● Required work:
Rewrite the stretch from the line containing "sign --coords pixels" through the line containing "[[[39,98],[40,120],[48,120],[48,98]]]", changing "blue" to "green" and leaving everything else in those lines as it is.

Excerpts from segmentation records
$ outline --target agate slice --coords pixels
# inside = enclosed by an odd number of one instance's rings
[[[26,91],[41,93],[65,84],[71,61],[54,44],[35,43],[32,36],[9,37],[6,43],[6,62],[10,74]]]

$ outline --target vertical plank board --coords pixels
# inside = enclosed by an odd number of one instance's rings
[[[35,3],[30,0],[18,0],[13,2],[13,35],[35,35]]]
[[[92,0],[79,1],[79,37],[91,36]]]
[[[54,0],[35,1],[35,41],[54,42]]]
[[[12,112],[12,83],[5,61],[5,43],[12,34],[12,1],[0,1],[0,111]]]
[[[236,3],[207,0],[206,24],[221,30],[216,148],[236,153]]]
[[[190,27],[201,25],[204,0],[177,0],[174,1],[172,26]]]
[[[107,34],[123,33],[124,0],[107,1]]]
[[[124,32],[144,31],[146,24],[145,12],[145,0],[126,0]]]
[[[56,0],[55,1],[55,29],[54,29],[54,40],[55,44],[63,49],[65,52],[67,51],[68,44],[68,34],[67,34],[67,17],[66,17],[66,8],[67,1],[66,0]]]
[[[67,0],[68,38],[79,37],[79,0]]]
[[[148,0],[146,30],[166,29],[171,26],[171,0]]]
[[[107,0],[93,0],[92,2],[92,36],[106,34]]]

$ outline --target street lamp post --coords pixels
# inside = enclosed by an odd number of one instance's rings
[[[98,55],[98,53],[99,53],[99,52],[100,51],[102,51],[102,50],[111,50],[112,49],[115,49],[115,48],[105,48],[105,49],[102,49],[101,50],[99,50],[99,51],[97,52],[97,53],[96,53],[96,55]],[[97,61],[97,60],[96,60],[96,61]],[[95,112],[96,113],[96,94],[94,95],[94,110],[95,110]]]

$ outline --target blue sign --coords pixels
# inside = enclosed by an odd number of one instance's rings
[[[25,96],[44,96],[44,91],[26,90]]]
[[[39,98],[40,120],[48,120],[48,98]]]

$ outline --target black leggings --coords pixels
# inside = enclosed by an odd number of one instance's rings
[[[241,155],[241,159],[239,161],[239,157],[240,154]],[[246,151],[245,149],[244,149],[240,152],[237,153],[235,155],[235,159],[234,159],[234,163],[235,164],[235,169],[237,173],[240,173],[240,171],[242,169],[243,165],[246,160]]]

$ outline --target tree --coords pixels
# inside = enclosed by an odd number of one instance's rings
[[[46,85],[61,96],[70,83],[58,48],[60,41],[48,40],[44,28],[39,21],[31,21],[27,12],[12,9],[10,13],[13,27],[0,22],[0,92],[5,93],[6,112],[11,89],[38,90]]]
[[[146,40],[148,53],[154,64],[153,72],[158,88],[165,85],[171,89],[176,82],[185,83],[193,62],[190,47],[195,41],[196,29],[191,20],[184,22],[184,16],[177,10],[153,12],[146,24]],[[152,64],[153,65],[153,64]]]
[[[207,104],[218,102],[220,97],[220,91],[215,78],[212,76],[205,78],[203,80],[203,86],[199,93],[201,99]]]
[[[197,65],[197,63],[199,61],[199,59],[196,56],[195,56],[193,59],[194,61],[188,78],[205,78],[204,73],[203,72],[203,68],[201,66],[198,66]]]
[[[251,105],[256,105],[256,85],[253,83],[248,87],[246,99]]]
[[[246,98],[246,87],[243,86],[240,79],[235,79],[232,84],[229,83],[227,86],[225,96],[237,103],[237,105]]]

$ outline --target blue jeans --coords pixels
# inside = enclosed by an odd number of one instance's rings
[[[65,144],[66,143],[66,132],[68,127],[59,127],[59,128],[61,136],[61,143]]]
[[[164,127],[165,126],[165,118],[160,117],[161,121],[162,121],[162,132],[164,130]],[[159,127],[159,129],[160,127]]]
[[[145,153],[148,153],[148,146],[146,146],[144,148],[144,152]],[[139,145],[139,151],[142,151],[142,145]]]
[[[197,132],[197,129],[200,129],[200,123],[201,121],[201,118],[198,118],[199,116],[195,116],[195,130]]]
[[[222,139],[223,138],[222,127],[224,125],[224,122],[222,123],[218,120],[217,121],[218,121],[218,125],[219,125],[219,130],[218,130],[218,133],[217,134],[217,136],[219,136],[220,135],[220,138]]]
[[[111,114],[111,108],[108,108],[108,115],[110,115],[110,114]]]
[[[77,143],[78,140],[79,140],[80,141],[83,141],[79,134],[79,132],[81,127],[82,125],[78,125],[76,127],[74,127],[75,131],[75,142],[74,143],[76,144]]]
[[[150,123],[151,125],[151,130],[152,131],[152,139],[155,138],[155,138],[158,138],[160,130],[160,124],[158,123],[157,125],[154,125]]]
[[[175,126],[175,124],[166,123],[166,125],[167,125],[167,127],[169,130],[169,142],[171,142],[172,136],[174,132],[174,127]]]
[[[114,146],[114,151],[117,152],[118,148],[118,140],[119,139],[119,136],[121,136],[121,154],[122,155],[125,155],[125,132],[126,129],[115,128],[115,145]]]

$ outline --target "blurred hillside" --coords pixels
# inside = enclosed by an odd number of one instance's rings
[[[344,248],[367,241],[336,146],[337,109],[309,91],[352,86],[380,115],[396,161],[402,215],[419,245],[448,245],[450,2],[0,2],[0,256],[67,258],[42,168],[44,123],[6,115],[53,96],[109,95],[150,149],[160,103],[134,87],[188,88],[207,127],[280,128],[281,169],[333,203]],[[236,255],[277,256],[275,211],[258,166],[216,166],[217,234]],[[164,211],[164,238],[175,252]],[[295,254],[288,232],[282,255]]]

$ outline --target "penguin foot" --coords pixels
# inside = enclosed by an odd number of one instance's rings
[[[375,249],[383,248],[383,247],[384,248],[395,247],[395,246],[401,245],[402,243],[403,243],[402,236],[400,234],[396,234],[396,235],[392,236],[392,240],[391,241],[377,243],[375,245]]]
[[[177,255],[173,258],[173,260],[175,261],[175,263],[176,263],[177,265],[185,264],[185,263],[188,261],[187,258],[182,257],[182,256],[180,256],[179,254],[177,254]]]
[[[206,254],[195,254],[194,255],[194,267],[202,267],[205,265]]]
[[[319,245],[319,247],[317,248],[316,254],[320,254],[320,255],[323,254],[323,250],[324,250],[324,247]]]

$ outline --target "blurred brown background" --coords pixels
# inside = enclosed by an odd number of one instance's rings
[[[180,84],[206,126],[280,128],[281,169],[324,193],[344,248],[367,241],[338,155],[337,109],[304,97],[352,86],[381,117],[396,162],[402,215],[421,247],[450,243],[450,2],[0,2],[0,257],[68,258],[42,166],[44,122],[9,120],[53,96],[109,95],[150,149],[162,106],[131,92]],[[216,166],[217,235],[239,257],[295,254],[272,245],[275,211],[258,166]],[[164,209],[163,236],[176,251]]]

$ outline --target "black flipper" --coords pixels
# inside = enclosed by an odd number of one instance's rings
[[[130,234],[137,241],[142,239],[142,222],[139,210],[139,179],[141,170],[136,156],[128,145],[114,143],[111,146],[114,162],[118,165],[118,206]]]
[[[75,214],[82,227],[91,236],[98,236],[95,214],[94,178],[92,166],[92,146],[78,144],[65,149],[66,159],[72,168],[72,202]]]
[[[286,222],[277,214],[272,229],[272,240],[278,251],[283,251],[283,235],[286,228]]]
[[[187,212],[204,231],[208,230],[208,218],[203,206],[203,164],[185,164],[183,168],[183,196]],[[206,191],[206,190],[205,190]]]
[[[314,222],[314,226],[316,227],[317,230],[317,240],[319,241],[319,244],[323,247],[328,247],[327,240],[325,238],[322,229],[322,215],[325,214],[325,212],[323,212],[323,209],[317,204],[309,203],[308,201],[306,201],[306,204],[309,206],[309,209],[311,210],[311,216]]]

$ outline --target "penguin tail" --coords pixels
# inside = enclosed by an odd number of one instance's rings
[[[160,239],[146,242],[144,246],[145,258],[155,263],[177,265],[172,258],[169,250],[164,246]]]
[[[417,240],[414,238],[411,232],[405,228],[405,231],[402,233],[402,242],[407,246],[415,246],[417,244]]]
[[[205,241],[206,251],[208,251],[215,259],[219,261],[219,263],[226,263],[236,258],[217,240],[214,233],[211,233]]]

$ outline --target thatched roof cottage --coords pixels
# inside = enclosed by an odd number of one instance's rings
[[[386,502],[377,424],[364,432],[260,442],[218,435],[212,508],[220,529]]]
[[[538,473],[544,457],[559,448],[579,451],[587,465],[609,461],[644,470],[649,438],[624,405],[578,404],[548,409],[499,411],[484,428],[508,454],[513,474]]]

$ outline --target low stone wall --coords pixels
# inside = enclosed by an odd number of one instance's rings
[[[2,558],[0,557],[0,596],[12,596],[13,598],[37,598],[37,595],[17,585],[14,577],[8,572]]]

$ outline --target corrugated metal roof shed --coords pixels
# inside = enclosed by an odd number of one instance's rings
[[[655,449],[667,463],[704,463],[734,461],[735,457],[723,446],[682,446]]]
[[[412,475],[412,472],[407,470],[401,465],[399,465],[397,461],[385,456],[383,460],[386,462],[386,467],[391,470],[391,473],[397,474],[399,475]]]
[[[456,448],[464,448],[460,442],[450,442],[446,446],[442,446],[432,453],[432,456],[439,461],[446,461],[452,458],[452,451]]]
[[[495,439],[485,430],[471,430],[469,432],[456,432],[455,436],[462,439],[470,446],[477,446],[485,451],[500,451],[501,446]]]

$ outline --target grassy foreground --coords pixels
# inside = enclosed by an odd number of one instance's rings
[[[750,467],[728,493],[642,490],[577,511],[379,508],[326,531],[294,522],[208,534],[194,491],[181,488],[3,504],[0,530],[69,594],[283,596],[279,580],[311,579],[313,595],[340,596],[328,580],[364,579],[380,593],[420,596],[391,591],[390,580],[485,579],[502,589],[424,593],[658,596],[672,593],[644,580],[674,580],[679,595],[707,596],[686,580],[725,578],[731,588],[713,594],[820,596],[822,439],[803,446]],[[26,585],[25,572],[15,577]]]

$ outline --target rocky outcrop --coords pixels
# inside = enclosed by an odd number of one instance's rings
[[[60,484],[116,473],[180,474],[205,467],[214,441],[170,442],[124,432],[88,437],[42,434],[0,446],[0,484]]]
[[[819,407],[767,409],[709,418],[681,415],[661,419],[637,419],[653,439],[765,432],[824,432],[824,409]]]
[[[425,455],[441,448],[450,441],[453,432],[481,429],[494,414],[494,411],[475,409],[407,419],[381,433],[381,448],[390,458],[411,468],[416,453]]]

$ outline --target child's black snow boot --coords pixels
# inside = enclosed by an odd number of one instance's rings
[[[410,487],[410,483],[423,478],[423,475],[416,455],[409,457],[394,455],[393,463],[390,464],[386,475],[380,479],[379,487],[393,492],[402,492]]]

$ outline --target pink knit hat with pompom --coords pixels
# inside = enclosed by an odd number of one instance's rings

● Full solution:
$ outline --target green sign --coords pixels
# inside = enclosed by an odd number of one instance's rings
[[[25,96],[44,96],[44,91],[26,90]]]
[[[39,98],[40,120],[48,120],[48,98]]]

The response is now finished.